本文抜粋:

####################

英キングス・コレッジ・ロンドンで防衛を研究するマイケル・クラーク教授は、ウクライナ軍の現状について、セヴェロドネツクの防衛に努めるか、より安全な西方に後退するかの厳しい判断を迫られていると述べた。
ルハンスク州の広報担当によると、セヴェロドネツクでは住宅の9割が破壊されており、ガス、水道、電気はほぼ使えない状態だという。
ロシア軍はまた、ポパスナから北に部隊を進め、セヴェロドネツクまで延びるウクライナの補給ルートを攻撃している。
EU、ロシア原油の禁輸で足並みそろわず
ウクライナを侵攻中のロシアに対して各国が制裁措置を取る中、欧州連合(EU)加盟国が、ロシア産原油の輸入を禁止するのに苦労している。ハンガリーを中心に、反対する国があるためだ。
EUはベルギー・ブリュッセルで首脳会議を開催中で、ロシアへの第6次の制裁の一部として、原油禁輸を協議している。決定には加盟27カ国すべての同意が必要。
全面禁輸にはハンガリーが反対しているため、各国首脳らは30日、輸入量をこれまでの3分の1以下に減らす妥協案で合意した。
EU理事会のシャルル・ミシェル議長は、戦争を続けるロシアの「大きな資金源」を断つ措置になると説明。「戦争をやめるよう、ロシアに最大限の圧力」をかけるものだとした。

####################

抜粋データ:
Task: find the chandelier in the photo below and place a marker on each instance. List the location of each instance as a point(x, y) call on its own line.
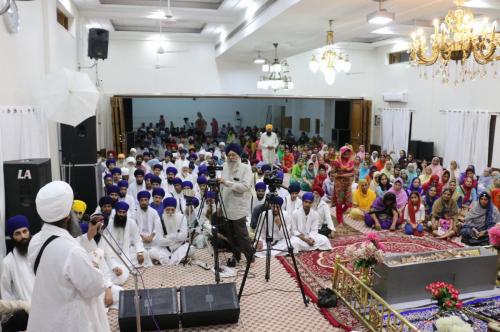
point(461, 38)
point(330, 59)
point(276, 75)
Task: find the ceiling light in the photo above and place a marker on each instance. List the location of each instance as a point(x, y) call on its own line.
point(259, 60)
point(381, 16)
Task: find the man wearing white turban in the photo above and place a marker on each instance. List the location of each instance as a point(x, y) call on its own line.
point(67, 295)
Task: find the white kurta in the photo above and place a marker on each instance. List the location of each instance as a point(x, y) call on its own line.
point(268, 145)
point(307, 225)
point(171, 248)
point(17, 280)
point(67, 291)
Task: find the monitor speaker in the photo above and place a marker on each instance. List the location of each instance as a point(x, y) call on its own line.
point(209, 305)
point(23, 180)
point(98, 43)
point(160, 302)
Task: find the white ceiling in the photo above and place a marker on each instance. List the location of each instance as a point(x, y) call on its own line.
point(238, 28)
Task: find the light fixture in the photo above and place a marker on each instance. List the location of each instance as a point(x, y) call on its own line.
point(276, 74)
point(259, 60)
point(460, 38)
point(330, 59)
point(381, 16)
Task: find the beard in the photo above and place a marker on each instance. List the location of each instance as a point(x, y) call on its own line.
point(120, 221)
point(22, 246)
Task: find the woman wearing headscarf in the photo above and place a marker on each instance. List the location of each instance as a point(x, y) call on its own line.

####################

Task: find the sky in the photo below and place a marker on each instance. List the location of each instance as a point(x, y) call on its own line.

####################

ウクライナ情勢を伝える本文抜粋から、「EU、ロシア原油の禁輸で足並みそろわず」で始まり「27カ国すべての同意が必要。」で終わる部分を、一字一句違えずに書き出しなさい。

解答全文:
EU、ロシア原油の禁輸で足並みそろわず
ウクライナを侵攻中のロシアに対して各国が制裁措置を取る中、欧州連合(EU)加盟国が、ロシア産原油の輸入を禁止するのに苦労している。ハンガリーを中心に、反対する国があるためだ。
EUはベルギー・ブリュッセルで首脳会議を開催中で、ロシアへの第6次の制裁の一部として、原油禁輸を協議している。決定には加盟27カ国すべての同意が必要。